■ INSTRUCTIONS FOR THE TASK: Convert every line of the entries below into a Markdown table with the columns "Row" and "Entry line", numbering the rows in order and omitting blank lines.

[Contour annotation entries]
-----

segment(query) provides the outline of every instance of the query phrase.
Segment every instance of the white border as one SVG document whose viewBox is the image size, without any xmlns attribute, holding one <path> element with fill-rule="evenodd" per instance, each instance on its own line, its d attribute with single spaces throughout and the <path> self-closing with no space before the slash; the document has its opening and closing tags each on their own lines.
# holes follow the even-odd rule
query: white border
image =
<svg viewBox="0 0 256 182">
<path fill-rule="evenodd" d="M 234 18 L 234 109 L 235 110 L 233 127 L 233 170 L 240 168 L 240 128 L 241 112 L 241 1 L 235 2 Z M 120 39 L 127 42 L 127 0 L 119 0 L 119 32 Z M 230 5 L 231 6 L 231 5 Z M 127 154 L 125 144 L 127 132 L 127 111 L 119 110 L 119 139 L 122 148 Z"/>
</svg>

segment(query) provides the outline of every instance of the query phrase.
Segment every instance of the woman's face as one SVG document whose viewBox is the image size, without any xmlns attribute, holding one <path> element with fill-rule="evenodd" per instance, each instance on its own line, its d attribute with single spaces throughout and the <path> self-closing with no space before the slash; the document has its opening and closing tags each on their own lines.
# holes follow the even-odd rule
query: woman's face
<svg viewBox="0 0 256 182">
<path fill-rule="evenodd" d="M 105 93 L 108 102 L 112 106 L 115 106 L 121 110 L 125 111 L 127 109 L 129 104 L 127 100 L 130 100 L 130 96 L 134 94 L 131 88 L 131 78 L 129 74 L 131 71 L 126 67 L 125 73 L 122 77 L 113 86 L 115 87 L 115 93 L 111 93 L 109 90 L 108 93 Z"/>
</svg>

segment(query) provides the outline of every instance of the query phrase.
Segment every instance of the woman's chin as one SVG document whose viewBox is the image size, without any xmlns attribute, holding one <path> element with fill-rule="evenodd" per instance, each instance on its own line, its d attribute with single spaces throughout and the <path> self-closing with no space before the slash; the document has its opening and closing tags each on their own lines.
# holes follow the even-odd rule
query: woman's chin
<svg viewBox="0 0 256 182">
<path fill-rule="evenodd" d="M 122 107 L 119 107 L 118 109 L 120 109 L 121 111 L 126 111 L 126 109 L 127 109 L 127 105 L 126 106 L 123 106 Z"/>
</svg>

-----

■ RESULT FOR THIS EXERCISE:
| Row | Entry line |
|---|---|
| 1 | segment(query) provides the outline of every instance of the query phrase. |
| 2 | Segment every instance of the white border as one SVG document whose viewBox is the image size, without any xmlns attribute, holding one <path> element with fill-rule="evenodd" per instance, each instance on its own line, its d attribute with single spaces throughout and the <path> self-closing with no space before the slash; the document has its opening and closing tags each on their own lines. |
| 3 | # holes follow the even-odd rule |
| 4 | query: white border |
| 5 | image = |
| 6 | <svg viewBox="0 0 256 182"> |
| 7 | <path fill-rule="evenodd" d="M 234 18 L 234 109 L 235 110 L 233 127 L 233 170 L 240 168 L 240 128 L 241 112 L 241 1 L 235 2 Z M 120 39 L 127 42 L 127 0 L 119 0 L 119 32 Z M 230 5 L 231 6 L 231 5 Z M 127 154 L 125 144 L 127 132 L 127 111 L 119 110 L 119 139 L 122 148 Z"/> |
| 8 | </svg> |
| 9 | segment(query) provides the outline of every instance of the query phrase. |
| 10 | Segment every instance of the woman's face as one SVG document whose viewBox is the image size, without any xmlns attribute, holding one <path> element with fill-rule="evenodd" per instance, each instance on its own line, its d attribute with single spaces throughout and the <path> self-closing with no space before the slash; the document has its opening and closing tags each on their own lines. |
| 11 | # holes follow the even-odd rule |
| 12 | query: woman's face |
| 13 | <svg viewBox="0 0 256 182"> |
| 14 | <path fill-rule="evenodd" d="M 105 93 L 108 102 L 112 106 L 115 106 L 121 110 L 125 111 L 127 109 L 129 104 L 127 100 L 130 100 L 130 96 L 134 94 L 131 88 L 131 78 L 129 74 L 131 71 L 126 67 L 125 73 L 122 77 L 113 86 L 115 87 L 115 93 L 111 93 L 109 90 L 108 93 Z"/> |
| 15 | </svg> |
| 16 | segment(query) provides the outline of every instance of the query phrase. |
| 17 | Segment every instance of the woman's chin as one SVG document whose viewBox is the image size, without any xmlns attribute, holding one <path> element with fill-rule="evenodd" per instance, each instance on its own line, its d attribute with single spaces throughout and the <path> self-closing with no space before the slash; the document has its opening and closing tags each on their own lines. |
| 18 | # holes follow the even-odd rule |
| 19 | query: woman's chin |
| 20 | <svg viewBox="0 0 256 182"> |
| 21 | <path fill-rule="evenodd" d="M 122 107 L 119 107 L 118 109 L 120 109 L 121 111 L 126 111 L 126 109 L 127 109 L 127 105 L 126 106 L 123 106 Z"/> |
| 22 | </svg> |